## What the task asks
Only the lines from the one holding "Where can the grass" through the end of the records below are to be reproduced exactly, and pictures are to be omitted.
--
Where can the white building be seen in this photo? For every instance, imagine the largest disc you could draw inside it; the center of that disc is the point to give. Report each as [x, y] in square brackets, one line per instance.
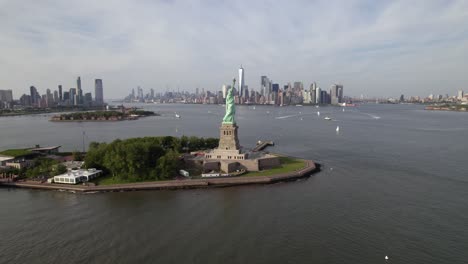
[77, 176]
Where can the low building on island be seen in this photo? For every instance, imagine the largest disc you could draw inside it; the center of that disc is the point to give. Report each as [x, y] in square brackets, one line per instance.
[77, 176]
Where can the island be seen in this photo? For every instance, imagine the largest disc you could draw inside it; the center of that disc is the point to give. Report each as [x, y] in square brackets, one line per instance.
[153, 162]
[103, 116]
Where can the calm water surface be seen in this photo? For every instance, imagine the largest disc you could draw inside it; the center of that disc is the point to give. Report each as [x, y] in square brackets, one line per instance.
[394, 182]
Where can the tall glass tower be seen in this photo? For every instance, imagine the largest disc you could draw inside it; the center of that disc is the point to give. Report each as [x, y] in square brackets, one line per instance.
[241, 81]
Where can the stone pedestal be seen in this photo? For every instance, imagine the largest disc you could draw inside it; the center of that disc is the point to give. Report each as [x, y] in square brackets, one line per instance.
[228, 139]
[228, 148]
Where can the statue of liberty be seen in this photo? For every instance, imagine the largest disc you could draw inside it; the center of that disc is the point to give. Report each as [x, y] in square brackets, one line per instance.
[230, 107]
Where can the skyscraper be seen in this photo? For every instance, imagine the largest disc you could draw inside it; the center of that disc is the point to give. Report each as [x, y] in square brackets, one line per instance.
[6, 96]
[60, 93]
[241, 81]
[224, 90]
[318, 95]
[35, 98]
[73, 96]
[313, 93]
[98, 92]
[460, 94]
[336, 93]
[79, 92]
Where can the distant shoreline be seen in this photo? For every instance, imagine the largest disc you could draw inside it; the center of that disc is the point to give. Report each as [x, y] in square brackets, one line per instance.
[453, 108]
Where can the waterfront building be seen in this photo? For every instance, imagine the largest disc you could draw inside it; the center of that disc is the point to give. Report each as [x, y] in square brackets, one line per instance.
[77, 176]
[241, 81]
[6, 96]
[318, 95]
[60, 93]
[224, 90]
[56, 97]
[87, 99]
[73, 96]
[49, 98]
[25, 100]
[35, 98]
[79, 91]
[460, 95]
[99, 92]
[313, 93]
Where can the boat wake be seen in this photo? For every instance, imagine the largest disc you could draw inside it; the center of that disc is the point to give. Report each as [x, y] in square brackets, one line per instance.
[373, 116]
[283, 117]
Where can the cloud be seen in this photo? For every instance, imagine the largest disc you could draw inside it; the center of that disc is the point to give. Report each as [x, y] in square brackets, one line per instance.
[372, 47]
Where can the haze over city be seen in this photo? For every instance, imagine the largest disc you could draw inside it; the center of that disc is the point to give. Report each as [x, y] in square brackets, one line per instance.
[375, 48]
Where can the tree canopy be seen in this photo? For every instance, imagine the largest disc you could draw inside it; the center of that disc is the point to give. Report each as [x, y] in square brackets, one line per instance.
[147, 158]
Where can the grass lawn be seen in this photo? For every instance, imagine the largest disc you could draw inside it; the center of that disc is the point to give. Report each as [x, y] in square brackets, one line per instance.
[108, 180]
[287, 165]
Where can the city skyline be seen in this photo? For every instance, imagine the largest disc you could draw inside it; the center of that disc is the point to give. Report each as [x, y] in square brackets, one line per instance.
[375, 48]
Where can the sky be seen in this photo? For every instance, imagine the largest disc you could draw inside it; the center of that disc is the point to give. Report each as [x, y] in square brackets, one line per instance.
[374, 48]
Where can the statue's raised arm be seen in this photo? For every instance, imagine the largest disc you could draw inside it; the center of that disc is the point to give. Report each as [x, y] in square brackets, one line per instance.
[230, 106]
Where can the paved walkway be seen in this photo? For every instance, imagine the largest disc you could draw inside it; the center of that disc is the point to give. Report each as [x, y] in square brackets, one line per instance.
[173, 184]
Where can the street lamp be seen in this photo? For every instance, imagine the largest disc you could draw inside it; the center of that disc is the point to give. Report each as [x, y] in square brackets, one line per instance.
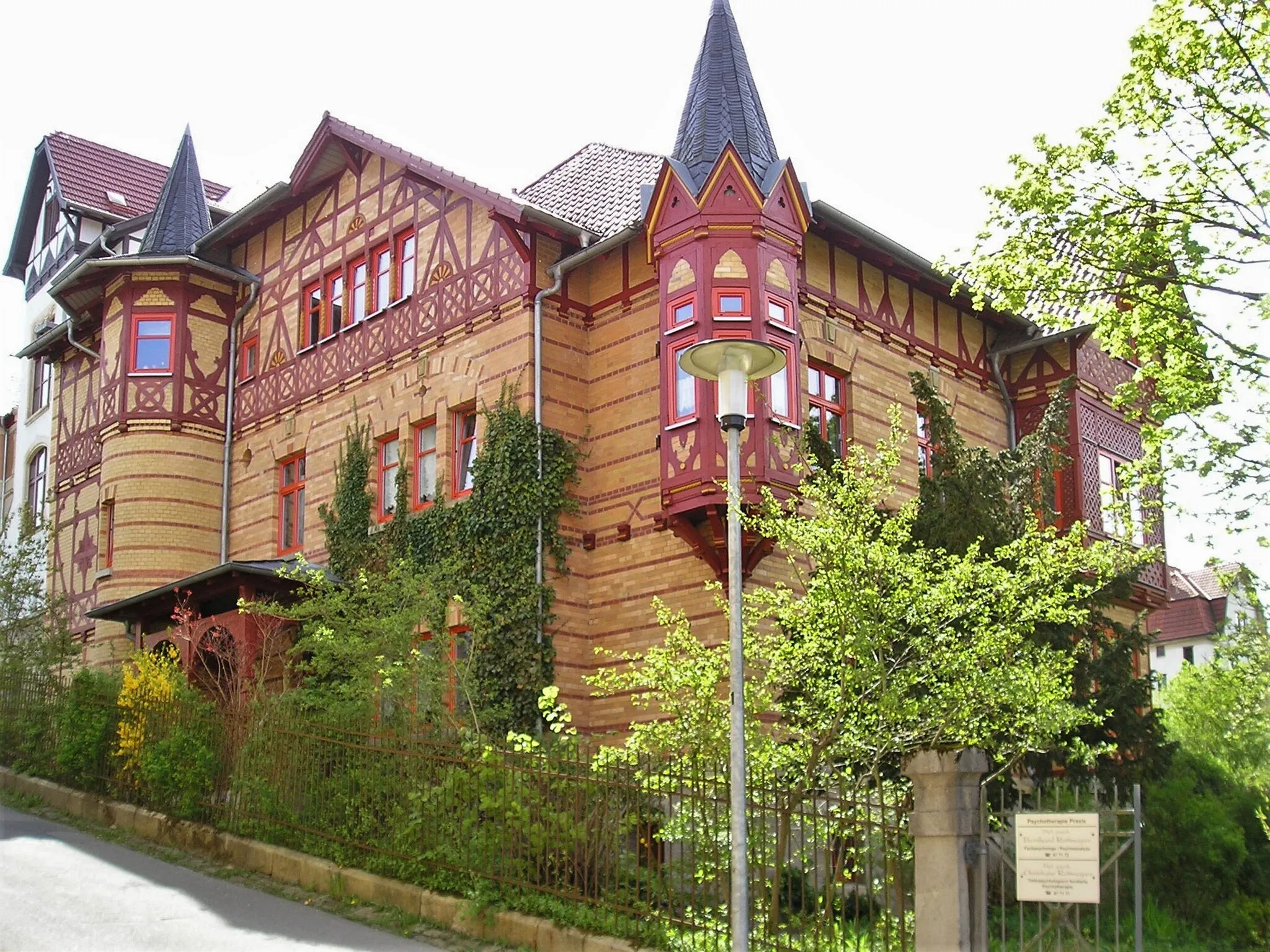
--
## Exercise solution
Where can the grass lawn be seen in this photo? For every instance, imagine the largest disc you could draw inside it; the center of that disc is the point to give. Report each as [x, y] in square brackets, one line per instance.
[108, 180]
[287, 165]
Where can the city skyline be seen in this photo? For every instance, imagine the largest disc you could draw inside it; the center of that disc is the point to give. Report each as [x, y] in square brackets, one line per instance.
[375, 48]
Where can the sky be seen in this photo? For every instance, imagine the largest disc you could draw inside it; the center of that disc is the point to give. Report each as [x, y] in square brackets, one line per instance.
[374, 48]
Where can the statue's raised arm be seen in this photo? For every instance, imagine the largest disc you could draw inside it; the center of that disc is the point to give. Report each as [x, y] in square brackets, one line per instance.
[230, 106]
Where can the paved walkway be seen in this photo? For every instance, imagine the largest disc you could draw inside it; the center of that disc is the point to give. Report each as [x, y] in square brackets, one line per instance.
[173, 184]
Where can the street lamp be seen in this photo? For every instance, imagine the largest disc you could draw inside it; the center of that disc is the point to give. Report each as [x, y] in square brackets, one line per instance.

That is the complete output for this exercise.